- The task -
All entries need to be written out again exactly, without their pictures.

[Stored data entries]

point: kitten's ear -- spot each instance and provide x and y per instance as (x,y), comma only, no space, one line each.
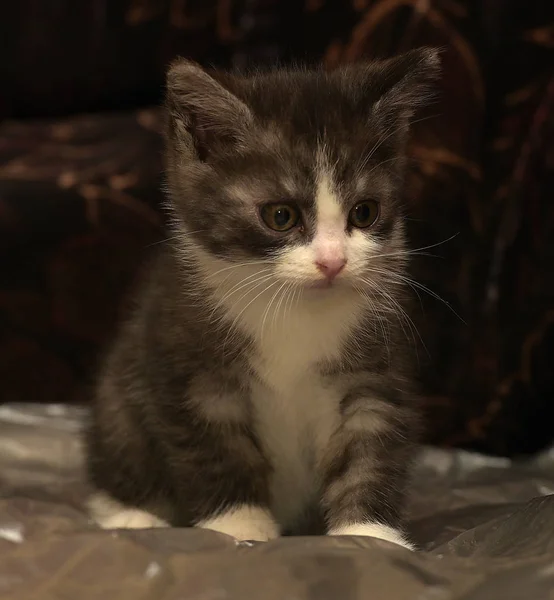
(405,83)
(391,90)
(201,110)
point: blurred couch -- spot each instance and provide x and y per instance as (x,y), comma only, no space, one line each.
(80,172)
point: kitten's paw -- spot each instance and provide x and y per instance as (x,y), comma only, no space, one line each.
(244,523)
(108,513)
(376,530)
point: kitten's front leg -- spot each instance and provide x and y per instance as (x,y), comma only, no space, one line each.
(221,473)
(366,467)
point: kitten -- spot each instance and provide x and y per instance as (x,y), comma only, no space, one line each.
(264,375)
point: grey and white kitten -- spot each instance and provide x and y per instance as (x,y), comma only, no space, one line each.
(264,375)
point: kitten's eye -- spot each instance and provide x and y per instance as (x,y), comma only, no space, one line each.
(364,214)
(280,217)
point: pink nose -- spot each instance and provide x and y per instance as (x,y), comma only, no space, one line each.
(331,267)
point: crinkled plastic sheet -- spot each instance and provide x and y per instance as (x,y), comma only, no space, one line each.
(485,528)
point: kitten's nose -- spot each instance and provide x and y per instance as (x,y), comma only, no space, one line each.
(331,267)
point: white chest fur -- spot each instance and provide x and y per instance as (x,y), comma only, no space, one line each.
(297,409)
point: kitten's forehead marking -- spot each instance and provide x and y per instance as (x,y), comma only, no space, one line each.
(329,210)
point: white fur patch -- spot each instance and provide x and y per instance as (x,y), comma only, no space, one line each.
(376,530)
(111,514)
(244,523)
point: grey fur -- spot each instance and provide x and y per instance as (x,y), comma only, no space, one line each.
(172,419)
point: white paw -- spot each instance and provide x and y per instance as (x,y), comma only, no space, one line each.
(111,514)
(376,530)
(244,523)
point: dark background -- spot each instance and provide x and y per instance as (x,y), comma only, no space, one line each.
(80,172)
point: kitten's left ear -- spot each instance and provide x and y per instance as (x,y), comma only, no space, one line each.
(393,89)
(405,83)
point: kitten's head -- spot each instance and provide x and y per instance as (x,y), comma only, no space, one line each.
(294,173)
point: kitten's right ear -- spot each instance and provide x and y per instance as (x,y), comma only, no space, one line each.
(201,110)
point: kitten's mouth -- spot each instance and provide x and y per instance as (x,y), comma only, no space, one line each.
(322,284)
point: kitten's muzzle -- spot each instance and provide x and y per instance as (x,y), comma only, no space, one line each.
(331,267)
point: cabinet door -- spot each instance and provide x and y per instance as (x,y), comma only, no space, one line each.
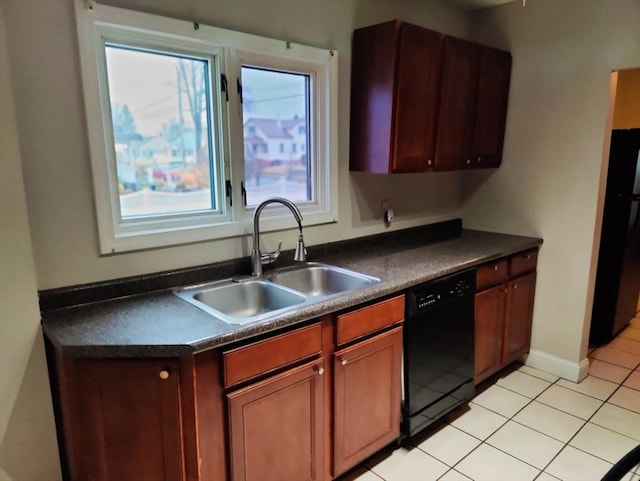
(123,420)
(416,98)
(366,398)
(520,314)
(373,65)
(491,112)
(489,323)
(276,427)
(457,104)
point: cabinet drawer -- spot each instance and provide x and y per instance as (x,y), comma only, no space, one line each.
(369,319)
(491,274)
(268,355)
(524,262)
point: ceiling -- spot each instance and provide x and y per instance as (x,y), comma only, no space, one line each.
(477,4)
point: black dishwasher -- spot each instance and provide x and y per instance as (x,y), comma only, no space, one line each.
(438,349)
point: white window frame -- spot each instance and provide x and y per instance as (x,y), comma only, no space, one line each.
(227,51)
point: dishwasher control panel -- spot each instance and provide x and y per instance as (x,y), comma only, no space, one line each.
(440,290)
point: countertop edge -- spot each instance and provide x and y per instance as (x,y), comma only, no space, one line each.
(77,332)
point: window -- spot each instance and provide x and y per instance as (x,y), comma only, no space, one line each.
(170,160)
(162,157)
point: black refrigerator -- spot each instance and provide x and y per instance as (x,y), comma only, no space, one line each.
(618,276)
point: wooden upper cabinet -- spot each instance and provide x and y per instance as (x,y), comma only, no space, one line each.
(394,93)
(457,104)
(491,112)
(422,101)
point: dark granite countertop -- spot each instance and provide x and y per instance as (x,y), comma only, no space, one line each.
(159,324)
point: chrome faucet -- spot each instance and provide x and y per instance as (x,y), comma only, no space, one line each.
(258,259)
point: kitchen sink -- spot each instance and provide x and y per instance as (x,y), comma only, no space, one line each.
(243,302)
(319,280)
(248,300)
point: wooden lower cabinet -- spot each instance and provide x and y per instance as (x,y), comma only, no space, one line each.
(276,427)
(306,404)
(110,394)
(136,419)
(521,291)
(489,311)
(503,312)
(366,398)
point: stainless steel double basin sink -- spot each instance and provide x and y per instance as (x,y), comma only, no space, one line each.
(251,300)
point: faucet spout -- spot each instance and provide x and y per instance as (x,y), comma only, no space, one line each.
(257,259)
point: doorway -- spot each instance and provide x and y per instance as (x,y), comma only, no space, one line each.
(617,287)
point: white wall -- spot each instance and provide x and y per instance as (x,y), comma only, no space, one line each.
(28,449)
(549,184)
(53,136)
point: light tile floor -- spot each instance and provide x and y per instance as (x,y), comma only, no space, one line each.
(531,425)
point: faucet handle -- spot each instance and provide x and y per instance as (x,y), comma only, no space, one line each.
(271,257)
(301,251)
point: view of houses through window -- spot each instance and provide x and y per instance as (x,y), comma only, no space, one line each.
(276,135)
(160,113)
(161,125)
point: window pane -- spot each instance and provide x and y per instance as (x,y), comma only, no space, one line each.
(275,110)
(160,110)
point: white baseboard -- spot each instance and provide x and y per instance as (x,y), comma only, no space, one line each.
(571,371)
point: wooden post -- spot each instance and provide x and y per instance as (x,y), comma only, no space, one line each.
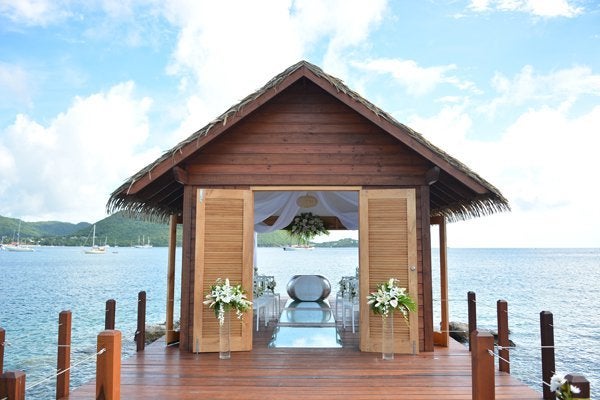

- Answer below -
point: kitten's ear -- spot each instance and provide x and y per instance as (x,y), comma only, no space, one line each.
(405,83)
(391,90)
(201,110)
point: blurred couch -- spot each instance and provide x and y per instance as (x,y), comma only, no space, one line each.
(80,172)
point: kitten's paw -- spot each instance and provide x and y per instance as (x,y), comma only, no space, one line each.
(244,523)
(108,513)
(376,530)
point: kitten's front leg -- spot each instance and provide x and y per instance as (x,y), comma only, no space, one line each.
(221,473)
(366,467)
point: kitten -- spot each instance and provide x and y per instance as (x,y), comma only, no space, one line each.
(264,375)
point: grey and white kitten -- spot each instance and provide x and y per instance as (x,y), comma only, no space, one line each.
(264,375)
point: kitten's eye -- spot each instance and provide x and y per instance as (x,y), comma only, no space, one line each.
(364,214)
(280,217)
point: pink nose -- spot each instance and provide x and y per instance as (x,y), comma only, no space, one line each.
(331,267)
point: crinkled plastic sheet -- spot each instance and provide x and y per instance as (x,y), comma only, no space, one line each.
(485,528)
point: kitten's nose -- spot each instance and provide x and y per instance as (x,y), comma only, no space, one line each.
(331,267)
point: white chest fur -- spot each instance and provide x and y per instance as (x,y), comma only, no space, one line each.
(297,409)
point: kitten's forehead marking -- spot each instance and provide x and y per instance as (x,y), comma only, no space, one line each.
(329,210)
point: white fur patch -- spot each instance and provide x and y per instance as (x,y), comma only, no space, one line each.
(376,530)
(111,514)
(244,523)
point: grey fur -- spot each instance and provide x and y per instance as (x,y), comma only, no space, one line each.
(172,419)
point: white paw -- spot each instance and provide x and y per instance as (x,y), comma only, no space, one line each.
(111,514)
(376,530)
(244,523)
point: dark background -- spot each instance and provide x and y per instance as (x,y), comma only, no space, one line each.
(80,172)
point: kitten's left ear -- spot each instance and provide x and y per instance as (x,y), comma only, no space, one line each.
(393,89)
(405,83)
point: kitten's head -- spot each instance and provide x and y per instance as (x,y), comma only, no space, one line each.
(294,173)
point: kitten's right ear -- spot each instance and provide x and y per instance as (x,y), comma only, no space, one line each.
(201,110)
point: kitten's mouth -- spot each instance and provide x and y per instance as (x,y), comma only, no space, one line each.
(322,284)
point: kitten's muzzle -- spot each instance and provide x and y per instance as (x,y), comma only, no space, one line each.
(331,267)
point: cabinet door -- spot each instance and provide x and y per instance as (x,y), comma only, no space, one line each.
(123,420)
(416,98)
(366,398)
(520,314)
(373,65)
(491,112)
(489,323)
(276,427)
(457,104)
point: cabinet drawer -- spot each instance and provide x and y per instance as (x,y), comma only, no space, one line each.
(369,319)
(491,274)
(268,355)
(524,262)
point: ceiling -- spot each instance and provide x and y per instance as (x,y), comma only, no space, one line each.
(477,4)
point: black dishwasher -- spot each instance and provide x and y per instance as (x,y), comma only, no space, one line each.
(438,349)
point: white window frame -- spot each instance and provide x and y per instance as (x,y), comma only, no space, one line each.
(227,51)
point: dishwasher control panel -- spot each instance and provide x and y per instance as (x,y), comma only, no space, one line each.
(440,290)
point: countertop edge -- spot each instance and provide x and y per instance as (x,y), comma only, no space, one line each.
(77,332)
point: window -- spot each instance and provide x and y per instance as (x,y), comma only, no space, one line each.
(170,160)
(162,157)
point: black refrigerator -- spot each instance and provide x and y per instance as (x,y), comma only, no space, one line each.
(618,276)
point: wooden upper cabinet -- spot each instance and provide x and y per instance as (x,y), comma only, no space, one line each.
(394,93)
(457,104)
(491,112)
(422,101)
point: dark granite countertop -- spot each instance and provide x and y per instance as (x,y), comma only, no space, one line each.
(159,324)
point: chrome faucet -- spot each instance and provide x and y per instance as (x,y), comma only, no space, one line each.
(258,259)
point: kitchen sink -- spot each instance and provide x and y per instance as (x,y), comma only, no space, one line each.
(243,302)
(319,280)
(248,300)
point: wooden lower cabinet -- spot each instance and provide x and y per instance as (x,y), comma only, no space, one line each.
(276,427)
(306,404)
(110,394)
(136,419)
(521,291)
(489,311)
(503,312)
(366,398)
point: stainless steel double basin sink -- spot each instance and provide x and y per instance as (x,y), comma only, no space, one line each.
(251,300)
point: faucet spout -- spot each instance and provide x and y per instance as (x,y), comma only, no space, one line each.
(257,259)
point: doorway -- spot each instance and provide x and y per instance as (x,y), comma only, no space, one line each.
(617,287)
point: white wall -- spot each instance and provide x and y per instance as (x,y), comma only, no space, one line each.
(28,449)
(549,184)
(53,136)
point: light tile floor -- spot each instance and provide x and y per instance as (x,y), comma only, no space, one line each.
(531,425)
point: faucet handle -- spot each instance and provide x and y per instance as (x,y), comma only, no space, one line each.
(271,257)
(301,251)
point: view of houses through window -- spot each instance and provide x and y per instance as (x,y), comma only, no space, one line each.
(276,135)
(160,113)
(161,125)
point: window pane -- spot each instance and provide x and y per instance as (x,y), comma only, no space, one line each.
(275,110)
(160,110)
point: white baseboard -- spot each instance and provide x and y per instance as (x,y), comma only, no space, one line each.
(571,371)
point: wooden post -- spot each instance and provide x and y per instance as (x,y), comma only, no space, one line each.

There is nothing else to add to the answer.